(Collected data entries)

┄┄┄┄┄┄

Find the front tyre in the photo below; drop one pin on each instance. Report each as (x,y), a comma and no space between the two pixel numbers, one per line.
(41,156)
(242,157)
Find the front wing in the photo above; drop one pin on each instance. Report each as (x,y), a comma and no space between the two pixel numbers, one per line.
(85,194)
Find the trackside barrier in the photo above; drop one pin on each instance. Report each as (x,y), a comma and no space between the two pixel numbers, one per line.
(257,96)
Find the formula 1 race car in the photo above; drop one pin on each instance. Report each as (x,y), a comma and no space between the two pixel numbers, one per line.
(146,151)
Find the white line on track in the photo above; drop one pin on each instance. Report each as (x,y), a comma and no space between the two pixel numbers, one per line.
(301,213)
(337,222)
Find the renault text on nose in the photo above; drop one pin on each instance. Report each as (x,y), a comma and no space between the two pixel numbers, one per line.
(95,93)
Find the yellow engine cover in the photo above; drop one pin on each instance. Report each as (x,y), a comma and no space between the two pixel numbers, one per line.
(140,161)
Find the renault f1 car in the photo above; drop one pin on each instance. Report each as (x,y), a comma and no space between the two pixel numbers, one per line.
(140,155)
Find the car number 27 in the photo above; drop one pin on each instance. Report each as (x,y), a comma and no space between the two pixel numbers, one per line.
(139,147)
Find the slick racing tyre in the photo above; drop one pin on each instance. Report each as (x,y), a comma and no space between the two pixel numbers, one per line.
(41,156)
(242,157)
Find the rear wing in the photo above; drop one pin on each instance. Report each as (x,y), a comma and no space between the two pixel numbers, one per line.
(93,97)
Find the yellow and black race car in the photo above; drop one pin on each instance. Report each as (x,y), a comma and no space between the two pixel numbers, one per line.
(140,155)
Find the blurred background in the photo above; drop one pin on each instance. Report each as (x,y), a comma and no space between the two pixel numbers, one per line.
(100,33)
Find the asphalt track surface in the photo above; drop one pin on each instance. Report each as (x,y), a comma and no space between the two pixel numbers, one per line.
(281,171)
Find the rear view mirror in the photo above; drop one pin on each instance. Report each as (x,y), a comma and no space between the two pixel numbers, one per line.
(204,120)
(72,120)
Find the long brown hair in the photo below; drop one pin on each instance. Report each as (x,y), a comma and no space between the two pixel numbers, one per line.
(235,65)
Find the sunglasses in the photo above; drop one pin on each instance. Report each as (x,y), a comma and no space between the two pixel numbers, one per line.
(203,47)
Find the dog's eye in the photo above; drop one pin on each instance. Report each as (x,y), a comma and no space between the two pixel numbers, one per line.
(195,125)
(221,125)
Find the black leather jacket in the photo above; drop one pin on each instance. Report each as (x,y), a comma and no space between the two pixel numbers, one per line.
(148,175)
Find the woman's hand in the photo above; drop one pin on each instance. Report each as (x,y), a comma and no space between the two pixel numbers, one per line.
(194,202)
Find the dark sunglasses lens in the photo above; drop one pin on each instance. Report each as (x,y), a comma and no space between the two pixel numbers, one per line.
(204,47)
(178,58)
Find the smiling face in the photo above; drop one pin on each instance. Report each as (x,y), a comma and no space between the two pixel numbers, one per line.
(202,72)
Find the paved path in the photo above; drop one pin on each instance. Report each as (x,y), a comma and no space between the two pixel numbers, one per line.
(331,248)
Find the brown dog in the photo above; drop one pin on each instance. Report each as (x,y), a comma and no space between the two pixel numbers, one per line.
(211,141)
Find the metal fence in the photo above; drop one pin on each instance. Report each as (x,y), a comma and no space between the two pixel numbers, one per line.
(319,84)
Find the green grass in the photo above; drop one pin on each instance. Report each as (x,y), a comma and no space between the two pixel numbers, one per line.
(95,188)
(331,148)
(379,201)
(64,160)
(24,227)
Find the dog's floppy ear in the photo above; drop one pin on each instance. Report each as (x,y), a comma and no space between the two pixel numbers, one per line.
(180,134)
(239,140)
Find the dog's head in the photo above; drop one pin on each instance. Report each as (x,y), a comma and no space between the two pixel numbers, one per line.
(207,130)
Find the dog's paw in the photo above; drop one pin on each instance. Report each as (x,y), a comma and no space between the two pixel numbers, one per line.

┄┄┄┄┄┄

*TASK REQUIREMENTS*. Duplicate the whole listing above line for line, with no changes.

*FINISHED ANSWER*.
Find the front tyre in the photo below; drop one pin on each instance. Report each as (x,y), a comma and no space between the two pixel numbers, one per line.
(41,156)
(242,157)
Find the front wing in the photo above; drop one pin on each instance. Report each as (x,y), a comma and no space between the two pixel numbers, one per line.
(85,194)
Find the trackside barrier in the photo above; drop one pin on each instance. Report each as (x,y), a comma and no space between the two pixel numbers, one per line.
(257,96)
Find the formula 1 race car in the photo above; drop one pin on each instance. Report each as (x,y), a comma and no space between the two pixel numbers, one per line.
(146,151)
Find the white line on track in the photo above; drop one pin on each instance. Report each as (x,y), a comma and no space between the two pixel numbers, one per line.
(301,213)
(337,222)
Find the renault text on nose in the photo above; drop one pin on each instance. Report each as (x,y), a comma and no space between the two pixel numbers, one per line.
(95,93)
Find the yellow engine cover in the photo above; drop one pin on each instance. Report each as (x,y), a comma and no space between the two pixel numbers, one per line.
(140,161)
Find the renault f1 car in the photo above; drop one pin on each instance. Report each as (x,y), a comma and no space between the two pixel numbers, one per line.
(140,155)
Find the car number 27 in the photo above; drop one pin on each instance. Report each as (x,y), a comma and no space between the two pixel numbers, one per line.
(139,147)
Find the slick racing tyre in the photo above; drop one pin on each instance. Report each as (x,y), a comma and no space between the two pixel numbers, one per line.
(41,156)
(242,157)
Find the rear wing in the photo above; drop one pin on each instance. Report each as (x,y), a comma and no space between the two pixel numbers, one per line.
(93,97)
Find the yellow and black race car in the photo above; drop one pin on each instance. Report each as (x,y), a comma and no space between the two pixel numbers, one per line.
(140,155)
Find the blurred background in the photo above; drop one pin on each instance. Report each as (x,y), a comma and no space between the two pixel numbers, one per line.
(100,33)
Find the asphalt track surface in the photo above; drop one pin on each instance. Report each as (x,y), a comma and no space between the two pixel numbers, one per line.
(281,171)
Find the rear view mirror in the photo above; drop one pin on each instance. Report each as (x,y), a comma and no space between the two pixel numbers, one per line.
(204,120)
(72,120)
Find the long brown hair in the photo below; drop one pin on each instance. Report each as (x,y), a comma and no space between the two pixel numbers, one per line.
(235,65)
Find the sunglasses in the photo above; drop one pin on each instance. Report each as (x,y), a comma and no space between the two pixel numbers, one per line.
(203,47)
Find the dog's eye in the photo above; drop one pin on each instance. Report each as (x,y), a comma and no space between the two pixel numbers, one per line.
(195,125)
(221,125)
Find the black leather jacket in the photo above; drop one pin on each instance. Report each as (x,y), a comma and no space between the two pixel numbers, one per line.
(148,175)
Find the woman's hand in the photo above; drop one pin on each instance. Report each as (x,y), a comma and no space between the two pixel numbers, one per line.
(194,202)
Find the dark sunglasses lens in the photo above; drop one pin on each instance. Report each as (x,y), a comma and no space between the two pixel numbers, one per line.
(204,47)
(178,58)
Find the smiling face in the photo above; drop one pin on each instance. Report each as (x,y), a comma and no space between the two pixel numbers, one per line.
(202,72)
Find the paved path in the photo above; drop one pin on each instance. Report each as (x,y), a comma and no space between the two pixel numbers, one per line.
(331,248)
Find the brown dog in the photo above; drop one pin on each instance. Report each as (x,y), a comma and no space between the two pixel numbers, one per line.
(211,141)
Find the metal fence in the photo above; drop one pin on each instance. Report each as (x,y), a comma and no space between the two pixel numbers, one per line.
(319,84)
Find the green grass in the photo above; drop one pin on each instance. Report each as (x,y), a comma and no space between the two pixel numbers, one per line.
(95,188)
(331,148)
(379,201)
(64,160)
(24,227)
Find the dog's floppy ear in the photo above; drop one pin on each instance. Report each as (x,y), a comma and no space between the two pixel numbers, one per line.
(180,134)
(239,140)
Find the dog's head in the photo above; drop one pin on each instance. Report each as (x,y), a comma and no space between the two pixel numbers, one per line.
(207,130)
Find the dog's paw in the photo above; drop one pin on each instance. Report each as (x,y), a comma and no space between the two pixel numbers, one per line.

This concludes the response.